What is being asked: In the email message below about case in Path names, condense the paragraph that begins "Actually, this is an unenforceable restriction" into a shorter version that keeps its main points.

Selected text:
|---|

From: Charles Lindsey (chl@clw.cs.man.ac.uk)
Date: Mon Oct 04 1999 - 06:44:19 CDT
In <ylu2o9nlvt.fsf@windlord.stanford.edu> Russ Allbery <rra@stanford.edu> writes:
>Ralph Babel <rbabel@babylon.pfm-mainz.de> writes:
>> Charles Lindsey wrote:
>>> if "FOO", "Foo" and "foo" are actually different UUCP names in the
>>> world maps, and the sites in question choose to use them in Path
>>> headers, then propagation may suffer.
>> => clearly a "SHOULD NOT" according to RFC 2119.
>I wouldn't object to changing that to a SHOULD NOT for UUCP names and a
>MUST NOT for everything else.
Actually, this is an unenforceable restriction. If some site decides its
Path-entry is "Foo" (that being its UUCP address) and some other site, in
a different continent, decides to use "FOO" for the same reason, then it
is most unlikely that the one knows about the other. So it is unreasonable
to specify that one of them (whichever it is) MUST NOT use that name. So I
would suggest we reduce it to SHOULD NOT in all cases.

|---|

Excerpts from point annotation data:
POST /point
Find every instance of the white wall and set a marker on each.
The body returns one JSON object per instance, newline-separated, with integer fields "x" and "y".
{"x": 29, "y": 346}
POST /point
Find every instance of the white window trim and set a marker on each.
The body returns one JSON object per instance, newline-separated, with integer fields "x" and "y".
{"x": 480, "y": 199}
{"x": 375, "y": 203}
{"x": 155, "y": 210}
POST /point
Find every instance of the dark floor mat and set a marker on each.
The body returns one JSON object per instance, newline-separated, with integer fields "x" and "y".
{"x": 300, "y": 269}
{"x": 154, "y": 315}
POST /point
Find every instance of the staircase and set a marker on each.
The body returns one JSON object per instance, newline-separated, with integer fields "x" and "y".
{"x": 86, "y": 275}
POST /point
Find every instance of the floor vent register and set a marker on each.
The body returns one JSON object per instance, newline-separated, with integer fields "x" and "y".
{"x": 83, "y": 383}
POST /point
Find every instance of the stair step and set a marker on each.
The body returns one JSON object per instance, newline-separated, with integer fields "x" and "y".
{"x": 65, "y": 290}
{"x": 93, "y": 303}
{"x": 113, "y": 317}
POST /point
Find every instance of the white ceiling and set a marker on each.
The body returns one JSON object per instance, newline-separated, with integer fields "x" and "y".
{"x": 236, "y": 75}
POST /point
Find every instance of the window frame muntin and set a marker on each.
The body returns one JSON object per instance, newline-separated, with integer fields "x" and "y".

|---|

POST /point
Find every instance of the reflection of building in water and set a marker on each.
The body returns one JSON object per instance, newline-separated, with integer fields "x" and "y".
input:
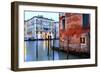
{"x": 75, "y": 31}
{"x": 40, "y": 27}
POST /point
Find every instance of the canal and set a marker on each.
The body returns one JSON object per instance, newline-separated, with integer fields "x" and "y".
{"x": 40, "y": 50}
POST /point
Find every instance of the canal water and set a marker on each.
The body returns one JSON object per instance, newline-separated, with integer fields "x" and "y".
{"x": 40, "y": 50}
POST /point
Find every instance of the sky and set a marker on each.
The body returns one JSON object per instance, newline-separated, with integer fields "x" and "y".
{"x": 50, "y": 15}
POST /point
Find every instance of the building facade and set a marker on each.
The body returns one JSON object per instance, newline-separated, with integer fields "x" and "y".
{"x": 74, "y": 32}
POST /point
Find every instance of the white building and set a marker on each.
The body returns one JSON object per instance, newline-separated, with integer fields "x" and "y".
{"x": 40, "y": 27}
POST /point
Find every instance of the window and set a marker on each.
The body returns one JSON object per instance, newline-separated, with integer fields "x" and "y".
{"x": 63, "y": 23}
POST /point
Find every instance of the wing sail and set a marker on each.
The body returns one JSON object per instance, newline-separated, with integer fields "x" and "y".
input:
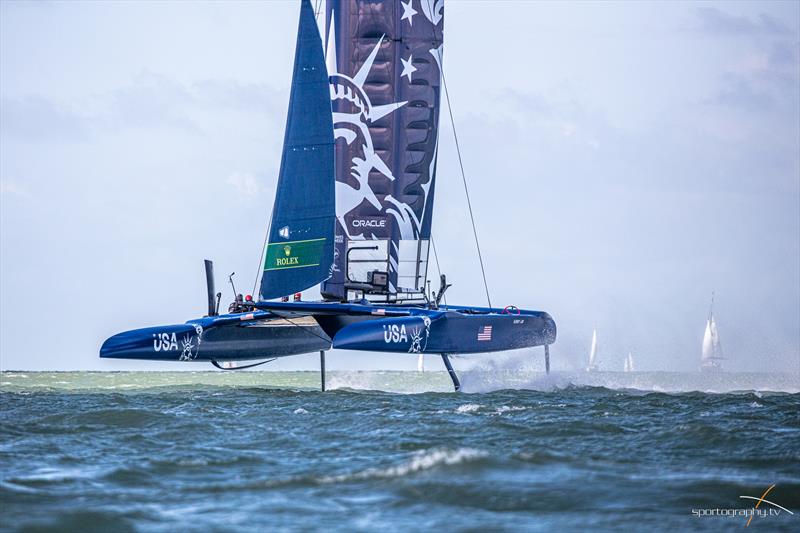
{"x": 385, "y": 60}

|---|

Task result: The restriction cannot be enforced. A site might use "Foo," its UUCP address, as its Path entry while a site on another continent uses "FOO" for the same reason, and neither is likely to know of the other. Requiring that either one MUST NOT use the name is therefore unreasonable, so the writer proposes SHOULD NOT in all cases.